— Work to do —
(1) Using the album entry, decide whether each statement agrees with it, answering yes or no and quoting the deciding words: (a) Rest came out on Because Music and Atlantic Records; (b) Rest is Charlotte Gainsbourg's third studio album; (c) Gainsbourg directed the music videos for the singles.
(2) Extract the passage of the album entry that begins at the words "Rest is the" and stops after "by Gainsbourg herself.", copying it word for word.
(3) In one to three sentences, state what the album entry says sets the tracks "Rest" and "Deadly Valentine" apart from the album's other tracks.

Studio album by Charlotte Gainsbourg
- Released: 17 November 2017
- Studios: A.S. (Paris); Palestine (Paris); Motorbass (Paris); Electric Lady (New York); Crowdspacer (Brooklyn, New York);
- Length: 48:23
- Languages: English; French;
- Labels: Because, Atlantic
- Producer: SebastiAn

Charlotte Gainsbourg chronology
| Stage Whisper (2011) | Rest (2017) | Take 2 (2018) |

Singles from Rest
- "Rest" Released: 8 September 2017; "Deadly Valentine" Released: 21 September 2017;

= Rest (Charlotte Gainsbourg album) =

Rest is the fourth studio album by French and British singer and actress Charlotte Gainsbourg. It was primarily produced by French electronic musician SebastiAn, and released on 17 November 2017 by Because Music and Atlantic Records. It is her first studio album in eight years, and features collaborations with Paul McCartney, Guy-Manuel de Homem-Christo, Owen Pallett and Connan Hosford, among others. The tracks "Rest" and "Deadly Valentine" were released as singles and music videos, both directed by Gainsbourg herself.

[Stored data entries]
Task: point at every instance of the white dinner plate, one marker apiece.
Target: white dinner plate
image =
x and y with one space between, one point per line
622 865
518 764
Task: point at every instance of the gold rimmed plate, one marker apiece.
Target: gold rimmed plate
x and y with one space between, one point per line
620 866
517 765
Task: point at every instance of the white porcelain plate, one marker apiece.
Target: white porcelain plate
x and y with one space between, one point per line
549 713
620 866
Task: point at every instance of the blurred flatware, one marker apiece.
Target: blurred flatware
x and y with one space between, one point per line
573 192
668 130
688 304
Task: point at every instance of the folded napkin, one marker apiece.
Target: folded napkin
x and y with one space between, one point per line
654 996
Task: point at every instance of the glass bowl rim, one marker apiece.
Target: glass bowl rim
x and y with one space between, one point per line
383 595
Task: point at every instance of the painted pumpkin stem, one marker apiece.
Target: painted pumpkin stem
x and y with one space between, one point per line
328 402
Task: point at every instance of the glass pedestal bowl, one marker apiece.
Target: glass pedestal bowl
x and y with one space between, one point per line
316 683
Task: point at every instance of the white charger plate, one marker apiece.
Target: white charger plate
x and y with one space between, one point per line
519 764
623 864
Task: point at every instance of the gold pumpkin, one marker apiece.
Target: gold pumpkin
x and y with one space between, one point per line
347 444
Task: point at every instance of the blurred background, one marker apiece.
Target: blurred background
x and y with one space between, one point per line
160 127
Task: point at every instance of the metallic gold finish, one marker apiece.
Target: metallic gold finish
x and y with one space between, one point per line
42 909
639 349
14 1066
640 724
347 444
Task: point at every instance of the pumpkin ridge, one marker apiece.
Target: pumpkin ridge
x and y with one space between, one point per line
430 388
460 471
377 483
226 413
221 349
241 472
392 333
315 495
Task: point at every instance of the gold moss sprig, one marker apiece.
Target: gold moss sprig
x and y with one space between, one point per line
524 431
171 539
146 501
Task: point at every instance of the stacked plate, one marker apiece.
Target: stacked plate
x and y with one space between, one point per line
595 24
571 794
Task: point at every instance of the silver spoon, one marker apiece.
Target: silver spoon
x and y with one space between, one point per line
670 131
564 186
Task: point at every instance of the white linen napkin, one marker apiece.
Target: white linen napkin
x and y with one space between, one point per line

— Complete answers —
(1)
(a) Yes: "released on 17 November 2017 by Because Music and Atlantic Records"
(b) No: "Rest is the fourth studio album"
(c) Yes: "both directed by Gainsbourg herself"

(2)
Rest is the fourth studio album by French and British singer and actress Charlotte Gainsbourg. It was primarily produced by French electronic musician SebastiAn, and released on 17 November 2017 by Because Music and Atlantic Records. It is her first studio album in eight years, and features collaborations with Paul McCartney, Guy-Manuel de Homem-Christo, Owen Pallett and Connan Hosford, among others. The tracks "Rest" and "Deadly Valentine" were released as singles and music videos, both directed by Gainsbourg herself.

(3) "Rest" and "Deadly Valentine" were released as singles and as music videos. Gainsbourg herself directed both videos.